▶ [Exercise description]
In the opinion piece on Liberia's Proposition 24 below, what would happen to the proposition if the legislature approved it?

▶ [Quoted passage]
12 May 2016 at 04:05 | 5264 views

Opinion

By Dagbayonoh Kiah Nyanfore ll, Monrovia, Liberia.

One of the current debates in Liberia is Proposition 24, a proposal from the Constitution Review Committee to the legislature to make Liberia a Christian State. If the legislature approves it, the proposition would be put in a referendum for public voting.

Proponents of Proposition 24 argue that Liberia was originally a Christian country but later she abandoned this religious belief in favor of a secular state; that Liberia’s present condition or problems are primarily results of this abandonment and thus once we return to being a Christian state, our problems would be solved.

I disagree with Proposition 24 and therefore say no to the proposal for the following three reasons:

One: Liberia was never and is not a Christian country; two, the underlining principle or notion of the proposition is faulty or erroneous and three, Proposition 24 is divisive.

Liberia, as a country, came into being through the American Colonization Society, which sponsored, transported and settled American Black ex-slaves to Africa in the early 1800s.

▶ [Recorded information]
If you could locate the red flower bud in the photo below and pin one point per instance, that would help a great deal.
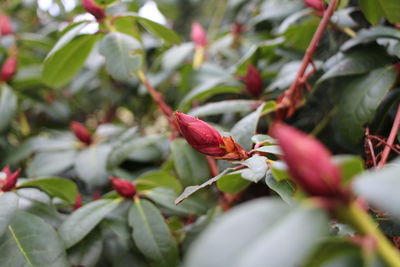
(5, 25)
(9, 183)
(309, 162)
(253, 81)
(198, 35)
(81, 132)
(206, 139)
(123, 187)
(8, 69)
(91, 7)
(318, 5)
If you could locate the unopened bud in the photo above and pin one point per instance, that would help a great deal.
(207, 140)
(318, 5)
(253, 81)
(8, 69)
(309, 162)
(91, 7)
(198, 35)
(81, 132)
(5, 25)
(123, 187)
(10, 181)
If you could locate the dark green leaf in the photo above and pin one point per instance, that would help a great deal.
(63, 64)
(151, 233)
(359, 100)
(256, 233)
(56, 187)
(190, 165)
(123, 55)
(29, 241)
(80, 223)
(8, 207)
(8, 106)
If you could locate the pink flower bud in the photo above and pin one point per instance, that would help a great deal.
(309, 162)
(207, 140)
(123, 187)
(318, 5)
(198, 35)
(8, 69)
(253, 81)
(5, 25)
(81, 132)
(9, 183)
(91, 7)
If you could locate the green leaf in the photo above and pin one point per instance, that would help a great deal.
(374, 10)
(223, 107)
(256, 168)
(8, 207)
(87, 252)
(380, 188)
(156, 179)
(8, 106)
(244, 129)
(90, 164)
(123, 55)
(371, 34)
(56, 187)
(84, 220)
(151, 233)
(190, 165)
(51, 163)
(232, 183)
(62, 65)
(359, 101)
(29, 241)
(165, 198)
(256, 233)
(190, 190)
(349, 166)
(157, 29)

▶ [Response below]
It would be put to the public in a referendum.